### Objetivo del ejercicio
¿Qué líneas del listado que sigue contienen la palabra "truck"? Devuélvelas todas sin cambios.
··· Entradas del listado ···
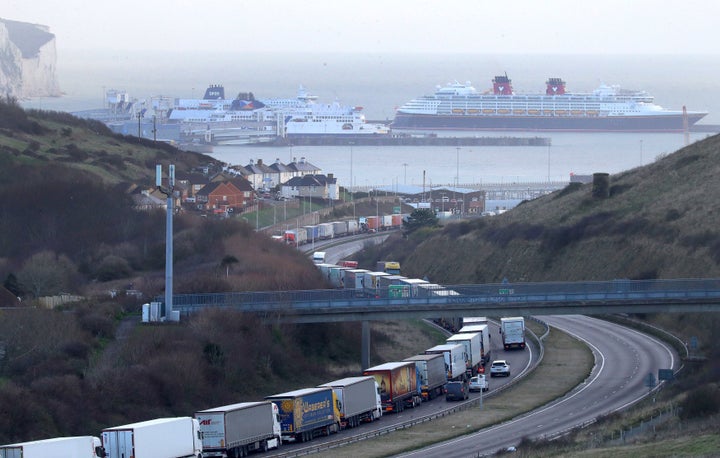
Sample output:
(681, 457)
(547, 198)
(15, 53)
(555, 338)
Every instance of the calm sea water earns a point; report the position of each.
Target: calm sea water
(380, 83)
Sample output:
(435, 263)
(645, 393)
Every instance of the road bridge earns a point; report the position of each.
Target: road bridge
(435, 301)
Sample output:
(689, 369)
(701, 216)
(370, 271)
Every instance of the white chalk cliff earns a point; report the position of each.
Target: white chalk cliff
(28, 60)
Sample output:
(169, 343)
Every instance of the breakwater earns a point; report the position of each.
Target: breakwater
(406, 140)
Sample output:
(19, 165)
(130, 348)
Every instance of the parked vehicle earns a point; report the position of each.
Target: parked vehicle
(455, 359)
(479, 383)
(319, 257)
(513, 332)
(295, 236)
(325, 231)
(473, 349)
(398, 385)
(499, 367)
(432, 374)
(238, 429)
(307, 413)
(484, 330)
(58, 447)
(358, 400)
(391, 267)
(457, 390)
(159, 438)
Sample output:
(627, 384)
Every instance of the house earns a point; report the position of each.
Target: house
(303, 167)
(314, 186)
(260, 175)
(228, 195)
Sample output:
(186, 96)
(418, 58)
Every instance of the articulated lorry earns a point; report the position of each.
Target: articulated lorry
(238, 429)
(513, 332)
(455, 359)
(398, 385)
(432, 374)
(358, 400)
(484, 330)
(307, 413)
(58, 447)
(160, 438)
(473, 349)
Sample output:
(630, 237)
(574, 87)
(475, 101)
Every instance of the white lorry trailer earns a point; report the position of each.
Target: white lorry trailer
(455, 359)
(484, 339)
(513, 332)
(160, 438)
(58, 447)
(238, 429)
(358, 400)
(473, 349)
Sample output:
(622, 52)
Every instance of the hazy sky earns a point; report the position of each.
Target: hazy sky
(379, 26)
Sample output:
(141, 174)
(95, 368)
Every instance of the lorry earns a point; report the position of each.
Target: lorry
(432, 374)
(455, 359)
(484, 339)
(319, 257)
(238, 429)
(295, 236)
(513, 332)
(159, 438)
(398, 385)
(58, 447)
(391, 267)
(473, 348)
(355, 279)
(358, 400)
(326, 231)
(307, 413)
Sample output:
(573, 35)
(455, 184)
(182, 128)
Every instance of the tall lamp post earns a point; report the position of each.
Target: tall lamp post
(168, 235)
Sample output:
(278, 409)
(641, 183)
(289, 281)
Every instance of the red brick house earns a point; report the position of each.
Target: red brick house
(228, 195)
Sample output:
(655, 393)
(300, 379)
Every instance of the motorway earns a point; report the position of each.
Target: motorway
(623, 359)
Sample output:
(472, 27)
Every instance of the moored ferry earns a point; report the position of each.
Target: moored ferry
(459, 106)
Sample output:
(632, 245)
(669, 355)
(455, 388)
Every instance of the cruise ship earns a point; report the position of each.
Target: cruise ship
(459, 106)
(289, 117)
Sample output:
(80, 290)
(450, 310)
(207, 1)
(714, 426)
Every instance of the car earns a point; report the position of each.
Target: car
(499, 367)
(479, 383)
(456, 391)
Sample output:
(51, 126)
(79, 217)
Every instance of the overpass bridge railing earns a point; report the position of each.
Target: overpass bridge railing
(399, 296)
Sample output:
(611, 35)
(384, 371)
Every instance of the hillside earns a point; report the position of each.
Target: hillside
(659, 221)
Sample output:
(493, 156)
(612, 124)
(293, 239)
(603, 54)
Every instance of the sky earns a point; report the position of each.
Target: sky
(379, 26)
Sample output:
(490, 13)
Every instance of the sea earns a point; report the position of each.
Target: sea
(382, 82)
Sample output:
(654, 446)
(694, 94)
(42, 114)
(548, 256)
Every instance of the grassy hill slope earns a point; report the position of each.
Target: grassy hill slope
(659, 221)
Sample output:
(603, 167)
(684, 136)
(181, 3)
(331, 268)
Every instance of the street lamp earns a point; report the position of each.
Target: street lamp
(168, 234)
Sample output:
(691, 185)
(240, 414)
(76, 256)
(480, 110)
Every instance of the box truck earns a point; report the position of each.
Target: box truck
(160, 438)
(358, 400)
(455, 359)
(473, 350)
(432, 374)
(238, 429)
(307, 413)
(513, 332)
(398, 385)
(58, 447)
(484, 330)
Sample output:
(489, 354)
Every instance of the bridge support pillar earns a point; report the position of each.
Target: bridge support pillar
(365, 345)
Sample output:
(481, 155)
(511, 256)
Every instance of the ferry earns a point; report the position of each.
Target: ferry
(457, 106)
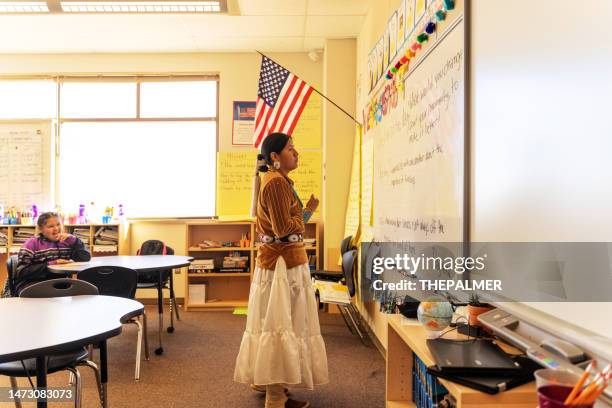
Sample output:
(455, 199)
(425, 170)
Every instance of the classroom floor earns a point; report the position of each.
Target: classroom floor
(197, 366)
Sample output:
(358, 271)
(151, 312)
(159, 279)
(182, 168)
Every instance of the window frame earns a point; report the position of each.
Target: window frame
(139, 79)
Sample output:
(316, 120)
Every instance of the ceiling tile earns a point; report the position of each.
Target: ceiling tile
(333, 26)
(244, 26)
(248, 44)
(314, 43)
(338, 7)
(272, 7)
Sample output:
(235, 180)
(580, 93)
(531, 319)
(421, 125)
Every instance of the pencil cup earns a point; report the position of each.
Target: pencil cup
(548, 376)
(553, 396)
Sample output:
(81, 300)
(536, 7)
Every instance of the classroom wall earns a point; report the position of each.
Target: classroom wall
(338, 137)
(539, 139)
(238, 80)
(540, 130)
(238, 72)
(373, 27)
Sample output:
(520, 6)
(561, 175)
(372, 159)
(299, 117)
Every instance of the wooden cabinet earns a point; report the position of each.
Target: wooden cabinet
(227, 288)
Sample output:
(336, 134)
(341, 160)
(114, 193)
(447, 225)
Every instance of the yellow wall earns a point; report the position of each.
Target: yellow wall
(373, 27)
(238, 72)
(338, 134)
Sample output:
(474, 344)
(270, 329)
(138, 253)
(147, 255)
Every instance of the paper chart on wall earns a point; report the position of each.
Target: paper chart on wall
(307, 177)
(367, 182)
(235, 172)
(307, 132)
(401, 23)
(419, 151)
(351, 224)
(21, 168)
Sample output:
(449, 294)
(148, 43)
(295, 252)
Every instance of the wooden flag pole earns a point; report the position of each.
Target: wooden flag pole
(317, 91)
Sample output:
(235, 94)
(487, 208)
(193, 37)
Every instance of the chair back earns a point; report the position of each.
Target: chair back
(154, 247)
(348, 269)
(11, 269)
(111, 280)
(58, 288)
(345, 245)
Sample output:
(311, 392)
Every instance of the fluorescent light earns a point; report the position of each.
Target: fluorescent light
(23, 7)
(140, 6)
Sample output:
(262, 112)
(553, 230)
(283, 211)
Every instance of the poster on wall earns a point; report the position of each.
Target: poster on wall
(371, 70)
(386, 47)
(410, 4)
(401, 23)
(243, 124)
(419, 11)
(393, 36)
(379, 58)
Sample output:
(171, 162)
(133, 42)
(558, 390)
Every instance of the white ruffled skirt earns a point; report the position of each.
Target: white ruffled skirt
(282, 343)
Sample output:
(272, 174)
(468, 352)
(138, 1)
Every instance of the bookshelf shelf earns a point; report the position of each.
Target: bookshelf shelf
(227, 290)
(220, 274)
(222, 249)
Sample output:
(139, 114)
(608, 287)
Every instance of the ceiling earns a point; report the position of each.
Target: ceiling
(265, 25)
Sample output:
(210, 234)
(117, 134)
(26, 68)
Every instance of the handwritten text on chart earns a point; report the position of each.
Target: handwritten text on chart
(433, 226)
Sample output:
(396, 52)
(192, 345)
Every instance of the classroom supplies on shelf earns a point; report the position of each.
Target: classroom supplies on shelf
(427, 391)
(332, 292)
(202, 265)
(491, 384)
(225, 258)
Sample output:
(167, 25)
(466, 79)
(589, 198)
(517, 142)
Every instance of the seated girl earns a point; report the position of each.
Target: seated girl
(50, 247)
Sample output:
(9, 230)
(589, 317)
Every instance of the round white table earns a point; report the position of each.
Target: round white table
(38, 327)
(141, 263)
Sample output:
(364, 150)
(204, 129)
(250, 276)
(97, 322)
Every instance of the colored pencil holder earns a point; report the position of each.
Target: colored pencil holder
(553, 396)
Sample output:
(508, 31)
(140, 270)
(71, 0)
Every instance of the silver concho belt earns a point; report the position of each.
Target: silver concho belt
(267, 239)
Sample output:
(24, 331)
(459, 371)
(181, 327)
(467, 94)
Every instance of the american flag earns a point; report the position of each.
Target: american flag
(280, 100)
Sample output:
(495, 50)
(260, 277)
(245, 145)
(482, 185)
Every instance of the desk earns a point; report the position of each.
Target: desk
(142, 263)
(407, 336)
(39, 327)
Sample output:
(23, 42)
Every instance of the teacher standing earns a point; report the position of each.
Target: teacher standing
(282, 344)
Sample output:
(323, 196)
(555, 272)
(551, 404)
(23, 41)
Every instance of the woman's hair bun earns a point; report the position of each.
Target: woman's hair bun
(261, 163)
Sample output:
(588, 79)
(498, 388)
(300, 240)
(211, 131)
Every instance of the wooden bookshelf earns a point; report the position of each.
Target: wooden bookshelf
(408, 336)
(227, 290)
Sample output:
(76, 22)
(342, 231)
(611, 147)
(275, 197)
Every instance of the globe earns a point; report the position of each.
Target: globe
(435, 315)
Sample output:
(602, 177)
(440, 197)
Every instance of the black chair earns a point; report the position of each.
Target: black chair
(349, 312)
(11, 269)
(121, 282)
(345, 246)
(151, 280)
(58, 362)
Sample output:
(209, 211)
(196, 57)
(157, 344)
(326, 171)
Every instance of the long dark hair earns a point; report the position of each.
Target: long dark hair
(273, 143)
(44, 217)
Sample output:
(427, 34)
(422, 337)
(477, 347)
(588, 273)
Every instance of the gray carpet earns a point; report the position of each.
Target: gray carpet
(197, 366)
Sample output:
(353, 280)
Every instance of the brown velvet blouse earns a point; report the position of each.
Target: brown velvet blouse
(279, 213)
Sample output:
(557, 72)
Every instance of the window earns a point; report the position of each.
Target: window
(155, 169)
(30, 99)
(98, 100)
(150, 146)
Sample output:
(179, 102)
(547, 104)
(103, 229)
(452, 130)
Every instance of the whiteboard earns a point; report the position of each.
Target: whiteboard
(25, 162)
(419, 150)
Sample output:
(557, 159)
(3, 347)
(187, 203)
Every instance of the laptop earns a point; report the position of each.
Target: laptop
(478, 356)
(492, 384)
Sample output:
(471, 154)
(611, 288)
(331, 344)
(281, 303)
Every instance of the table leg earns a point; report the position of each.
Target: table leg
(104, 372)
(172, 305)
(160, 310)
(41, 379)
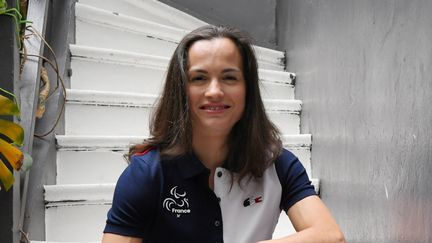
···
### Solución del ejercicio
Every instance of the box truck earns a point; report the position of each.
Target: box truck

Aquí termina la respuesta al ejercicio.